(Records from a collection)

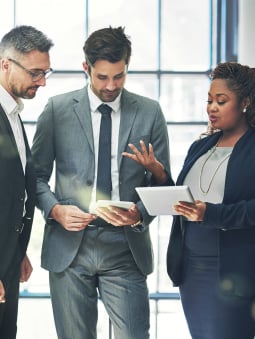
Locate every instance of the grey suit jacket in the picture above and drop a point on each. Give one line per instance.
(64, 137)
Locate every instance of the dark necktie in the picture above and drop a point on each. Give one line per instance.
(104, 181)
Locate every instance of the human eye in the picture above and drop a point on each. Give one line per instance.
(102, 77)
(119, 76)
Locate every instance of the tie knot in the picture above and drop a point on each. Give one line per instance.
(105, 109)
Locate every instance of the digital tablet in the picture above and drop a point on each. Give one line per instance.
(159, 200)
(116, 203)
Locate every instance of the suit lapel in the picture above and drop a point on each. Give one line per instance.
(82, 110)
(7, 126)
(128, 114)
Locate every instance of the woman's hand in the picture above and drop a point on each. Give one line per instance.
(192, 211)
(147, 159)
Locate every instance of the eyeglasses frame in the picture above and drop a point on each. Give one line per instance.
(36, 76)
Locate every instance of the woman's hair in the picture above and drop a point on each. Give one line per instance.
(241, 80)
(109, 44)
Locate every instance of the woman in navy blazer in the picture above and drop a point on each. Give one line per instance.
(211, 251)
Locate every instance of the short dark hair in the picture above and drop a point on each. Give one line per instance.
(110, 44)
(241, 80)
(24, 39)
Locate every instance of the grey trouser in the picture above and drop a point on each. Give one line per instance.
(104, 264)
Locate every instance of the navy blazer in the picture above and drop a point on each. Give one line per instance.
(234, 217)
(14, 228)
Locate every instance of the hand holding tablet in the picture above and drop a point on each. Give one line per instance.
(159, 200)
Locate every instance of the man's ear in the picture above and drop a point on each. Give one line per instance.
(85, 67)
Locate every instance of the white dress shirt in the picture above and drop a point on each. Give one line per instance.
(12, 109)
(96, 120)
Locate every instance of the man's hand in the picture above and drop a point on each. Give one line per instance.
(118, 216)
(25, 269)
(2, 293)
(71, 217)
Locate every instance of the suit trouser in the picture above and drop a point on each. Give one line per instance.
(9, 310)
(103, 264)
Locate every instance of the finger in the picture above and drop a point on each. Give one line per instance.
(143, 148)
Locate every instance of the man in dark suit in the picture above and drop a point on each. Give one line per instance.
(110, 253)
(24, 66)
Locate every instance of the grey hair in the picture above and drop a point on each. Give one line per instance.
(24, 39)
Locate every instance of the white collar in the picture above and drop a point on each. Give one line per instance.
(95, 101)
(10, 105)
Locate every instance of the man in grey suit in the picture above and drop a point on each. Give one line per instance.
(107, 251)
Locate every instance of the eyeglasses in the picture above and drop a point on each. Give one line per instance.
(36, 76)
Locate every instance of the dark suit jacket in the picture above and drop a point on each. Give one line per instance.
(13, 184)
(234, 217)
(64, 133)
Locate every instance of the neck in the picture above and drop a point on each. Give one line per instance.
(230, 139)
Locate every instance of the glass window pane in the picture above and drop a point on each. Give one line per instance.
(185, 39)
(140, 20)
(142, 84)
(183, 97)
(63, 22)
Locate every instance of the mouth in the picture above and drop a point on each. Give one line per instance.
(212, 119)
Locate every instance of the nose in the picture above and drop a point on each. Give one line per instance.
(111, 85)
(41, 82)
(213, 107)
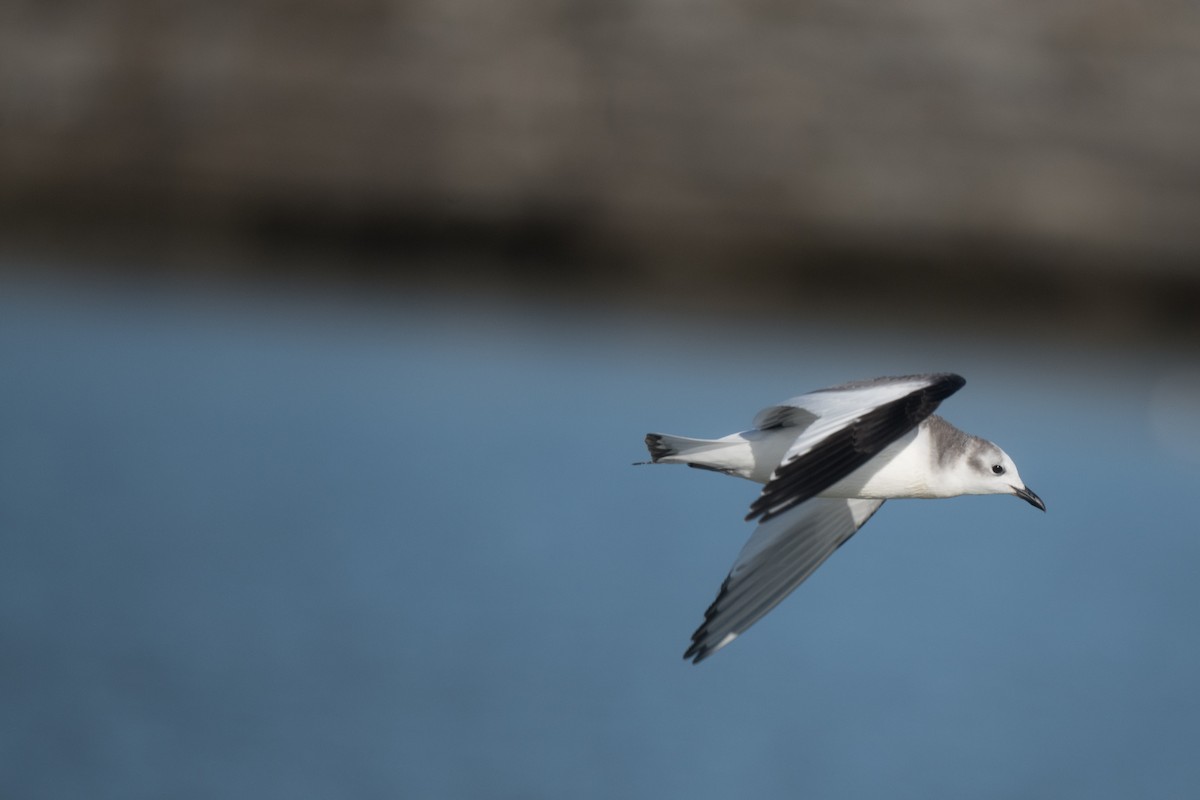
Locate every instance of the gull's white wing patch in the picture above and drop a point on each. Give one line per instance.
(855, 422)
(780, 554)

Task objective:
Restate the data above word for word. Skip every picture.

Written reply:
Locate every instance of the grey suit jacket in the picture above and drop a point on each. Give one line per instance.
(64, 137)
Locate every instance of the dark necktie in the picture above and drop a point on each. Give one line per instance.
(104, 181)
Locate every instance of the human eye in the picture above and drop a point on each. Give one line per instance.
(102, 77)
(119, 76)
Locate every instance of the tie knot in the picture above and drop a point on each. Give one line per instance.
(105, 109)
Locate every instance of the digital tablet in the picture above and drop a point on each. Give one line per instance.
(159, 200)
(116, 203)
Locate every instance of the suit lapel in the picture above and drop a point on each. Give one line per instance.
(82, 110)
(7, 126)
(128, 114)
Locate every instance of the woman's hand in the picture above and drop a point on each. Give one line per instance.
(192, 211)
(147, 159)
Locate every instance of the eyeglasses frame in the picture above and drop a point on each. Give one line per instance.
(36, 76)
Locate every instance of the woman's hair in the picture above and drop a point on each. Give one line per instance.
(241, 80)
(109, 44)
Locate every instance of the woman in navy blazer in the picture above and drop a point on each. Give one line per instance.
(211, 251)
Locate every instance of the short dark hair in the picture above and drop a point on each. Give one line per instance.
(110, 44)
(241, 80)
(24, 39)
Locate every instance of the grey trouser in the picture above and drop a point on each. Give one line per instance.
(104, 264)
Locate every instance of the navy blazer in the picture above and drop a point on each. Give one line per instance.
(234, 217)
(14, 228)
Locate every instance of the hand holding tablet in the picture above and drop a point on each. Give one line per instance.
(159, 200)
Locate every instance of the man's ear in the picture above and drop a point on each. Give one line per instance.
(85, 67)
Locate every instance of the white dress shirt in the picture above and drop a point on each. Give one line per instance.
(12, 109)
(96, 120)
Locate every instance of the man's hand in the picture above and drop a point on each. Give one line per instance.
(118, 216)
(25, 269)
(2, 293)
(71, 217)
Locate every instance of the suit trouser in the picture above and drop a point on each. Give one line per instance.
(9, 310)
(103, 264)
Locate every instance of the finger in the picture above and drop a point on each. Give one line per instance.
(143, 148)
Locate every instance of the man in dark suit in the picture above and drop a point on each. Give one line per instance.
(110, 253)
(24, 66)
Locate every instance of the grey hair in the picture above and drop a point on each. Give one line per instance.
(24, 39)
Locate every instance of the white collar in the picture above and drop a point on each. Give one line per instance.
(95, 101)
(10, 105)
Locate every instance of the man in grey suit in the picture above and drop a point on each. Give one line per instance.
(107, 251)
Locate every instance of the eyeglasses in the picture above and drop a point on each. Give one line per instance.
(36, 76)
Locate every instance of the dark suit jacket in the picture above and drop a point on each. Give one line per instance.
(13, 184)
(234, 217)
(64, 133)
Locate every instance of the neck in the picture above and drop a point on each. Give one line per instance.
(230, 139)
Locate every instance of the glass window pane in the picture above and drop a point on each. Give one line per instance.
(185, 39)
(140, 20)
(142, 84)
(183, 97)
(63, 22)
Locate every instance of the mouth in the picture above and drop a point on each. Give one line per instance.
(212, 119)
Locate every instance of the nose in the picture above and drop a point on each. Give one line per instance.
(111, 85)
(41, 82)
(213, 107)
Locate every instance of the gull's white wing patch in the picture above and drop a point on each. Give one line per instance.
(855, 422)
(780, 554)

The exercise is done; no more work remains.